Source excerpt —
* Begin *

In Oklahoma, Attorney General Scott Pruitt sent out letters warning that hundreds of boards and commissions across the state could be subject to legal challenges on antitrust grounds. In late July, Oklahoma governor Mary Fallin followed up with an executive order granting Pruitt more power to oversee them. Now, any board controlled by members of a profession will have to get approval if they want to change how licenses are issued.
The Oklahoma actions suggest a sea change could be afoot, but other lawyers are less confident the Supreme Court ruling will have a major impact in the tech industry or any another sector.
“It’s certainly possible because it treats with greater suspicion those local agencies that are dominated by local incumbents,” said Maurice Stucke, who teaches antitrust law at the University of Tennessee. Stucke pointed out, however, that for a company like Uber to challenge a taxi commission, it would not only to have to show that the board was controlled by industry insiders. It would also have to show that the commission was engaged in anti-competitive activity, and not simply trying regulate for the public good.
Ullyot, the lawyer who advises startups, acknowledges that the Supreme Court ruling on its own may not help every would-be challenger. “This is very fact-specific. It depends on the makeup of the board and whether the board is adequately supervised by state officials to ensure it doesn’t act in anticompetitive ways.”

* End *

What you will do —
1 - According to the licensing-board excerpt, what subject does Maurice Stucke teach, and at which university?
2 - Transcribe the stretch of the licensing-board excerpt from "The Oklahoma actions" through "the public good.".
3 - Pick up the licensing-board excerpt right after its final sentence and keep writing it.

Collected data —
* Begin *

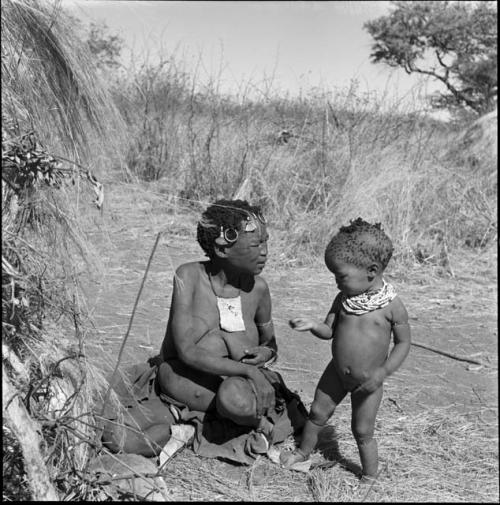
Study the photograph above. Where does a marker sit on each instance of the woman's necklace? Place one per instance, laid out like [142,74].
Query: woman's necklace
[230,312]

* End *

Task answers —
1 - Antitrust law, at the University of Tennessee.

2 -
The Oklahoma actions suggest a sea change could be afoot, but other lawyers are less confident the Supreme Court ruling will have a major impact in the tech industry or any another sector.
“It’s certainly possible because it treats with greater suspicion those local agencies that are dominated by local incumbents,” said Maurice Stucke, who teaches antitrust law at the University of Tennessee. Stucke pointed out, however, that for a company like Uber to challenge a taxi commission, it would not only to have to show that the board was controlled by industry insiders. It would also have to show that the commission was engaged in anti-competitive activity, and not simply trying regulate for the public good.

3 -
There’s also the question of how many startups have the means to undertake a legal challenge that could amount to fighting city hall. While Uber, awash in venture capital dollars, can hire all the lawyers it wishes, other companies may not be able to confront regulatory boards – even if antitrust forces are afoot.
Ullyot, however, notes that startups do not have to bring the legal challenges themselves, but can call in an authority like the Federal Trade Commission, which is the agency that fought on behalf of the teeth whitening shops. Just as important, he says, is the larger message the Supreme Court case sent to government bodies of all sorts, a message that may dissuade them from trying to impose onerous regulations in the first place.